++++ Text shown ++++
Redirect your logs to a syslog server (or blackhole them if you don't care) and you are fine.

If one dies, ESXi will keep chugging along. It runs entirely in RAM after boot. Only thing you can't do is mount VMware Tools ISOs.

phosdex
Dec 16, 2005

I run esxi on thumb drives too. I also virtualize freenas on it. I've used esxi for a long time so very familiar with it. I recently took a look at proxmox and found it to be pretty confusing. But I do see a lot of people using it in r/freenas.

necrobobsledder
Mar 21, 2005
Lay down your soul to the gods rock 'n roll
Nap Ghost
Professionally I've run ESXi on USB drives as well on some huge servers, not just cheapo budget colo setups. Used to be the primary configuration supported if you bought ESXi through HP IIRC.

Soysaucebeast
Mar 4, 2008




Speaking of thumb drives, are there any good brands that have about 1TB of storage? I'm looking for something I can use to backup all my important files and take with me if needed. Like if the answer's no I can just get an external, but the idea of a TB thumb drive just tickles me. I remember when 256mg was the new hotness.

Rooted Vegetable
Jun 1, 2002
Could I talk you into a SSD Based External Hard Drive... I would generally go with Samsung for the actual drive, although for this use, you also want to consider the enclosure itself. I've also had no problem with ADATA: Samsung T7 or ADATA SE800 and Sandisk

Moey
Oct 22, 2010

I LIKE TO MOVE IT

Heners_UK posted:

Could I talk you into a SSD Based External Hard Drive... I would generally go with Samsung for the actual drive, although for this use, you also want to consider the enclosure itself. I've also had no problem with ADATA: Samsung T7 or ADATA SE800 and Sandisk

I'll second the Samsung.
++++
**Tasks and exercises:**
a. Answer these questions from the forum thread above about ESXi and thumb drives, one line each:
(i) Where does ESXi run after boot?
(ii) What does phosdex virtualize on ESXi?
(iii) Which brand would Rooted Vegetable generally choose for the actual drive?
b. According to the forum thread above about ESXi and thumb drives, why does ESXi keep running if its thumb drive dies? Answer in one to three sentences.
c. Extend the forum thread above about ESXi and thumb drives, carrying on after its last post.
++++ Data shown ++++
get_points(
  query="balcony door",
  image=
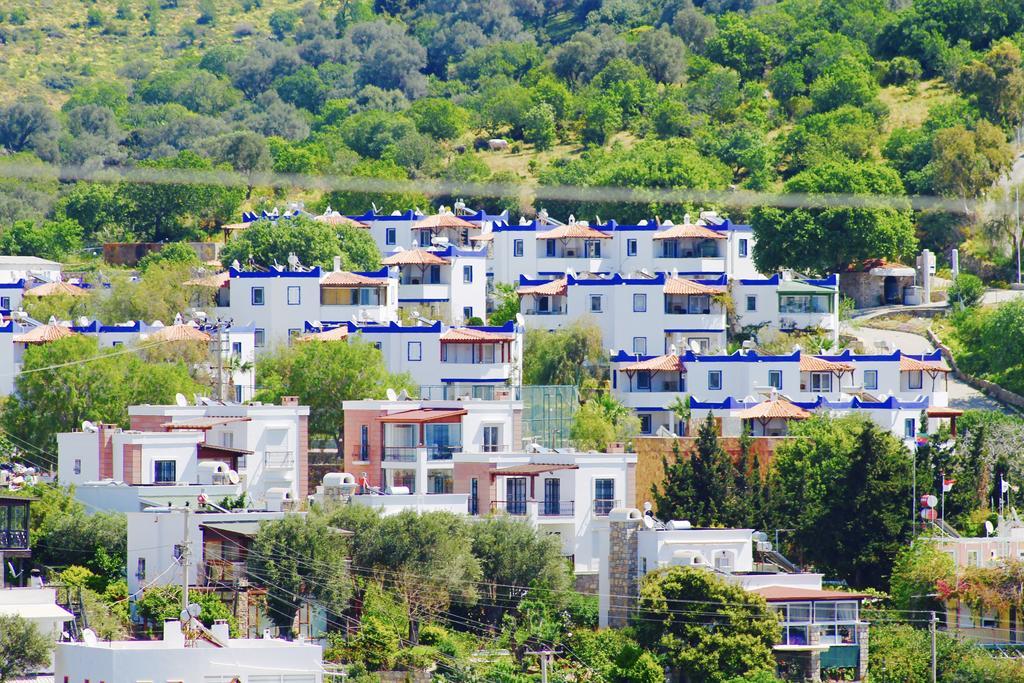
++++
**Responses:**
a.
(i) Entirely in RAM.
(ii) FreeNAS.
(iii) Samsung.

b. ESXi keeps running because it runs entirely in RAM after boot. It does not depend on the thumb drive once it is loaded, though VMware Tools ISOs can no longer be mounted.

c.
https://smile.amazon.com/Samsung-Touch-Portable-SSD-MU-PC1T0K/dp/B082YGLNGR/

H110Hawk
Dec 28, 2006

Soysaucebeast posted:

Speaking of thumb drives, are there any good brands that have about 1TB of storage? I'm looking for something I can use to backup all my important files and take with me if needed. Like if the answer's no I can just get an external, but the idea of a TB thumb drive just tickles me. I remember when 256mg was the new hotness.

https://smile.amazon.com/SanDisk-512GB-Ultra-Flash-Drive/dp/B083ZS4HYD/

These little things are great. I've had a lightly used 32GB one which I've written over dozens of times now. I leave it in my car hooked up to USB in 100F+ heat, I use it for OS installs, etc. I wouldn't rewrite it constantly, but for a "second copy" of data it should be fine. I would still dump it into a cloud somewhere.

Soysaucebeast
Mar 4, 2008




Heners_UK posted:

Could I talk you into a SSD Based External Hard Drive... I would generally go with Samsung for the actual drive, although for this use, you also want to consider the enclosure itself. I've also had no problem with ADATA: Samsung T7 or ADATA SE800 and Sandisk

Man, I would love to get a SSD drive, but they're just too expensive for the space compared to a HDD for me. I recently put a 6TB HDD in my computer, and it was about 150$. If I wanted an SSD at that size I'd have to spend about 500$. Once they get cheaper I'll be all over that because I ADORE the SSD NVMe drive my computer came with, but I can't justify that kind of money right now. I'll probably just get that one H110Hawk mentioned, but I was more just curious about how far thumb drives have come along. Thanks for the info though guys.

Soysaucebeast fucked around with this message at 18:31 on Aug 27, 2020

spincube
Jan 31, 2006

I spent :10bux: so I could say that I finally figured out what this god damned cube is doing. Get well Lowtax.
Grimey Drawer
Here's an odd conundrum. On the left is a 'Properties' window for one of my music directories, as viewed in File Station on my Synology; on the right is the exact same folder, only from Windows Explorer's 'folder properties' window (from where it's mounted as a network location).



It's quite a discrepancy - any idea why Windows Explorer thinks the directory is almost three times larger than the Synology DSM does? How do I know which is accurate?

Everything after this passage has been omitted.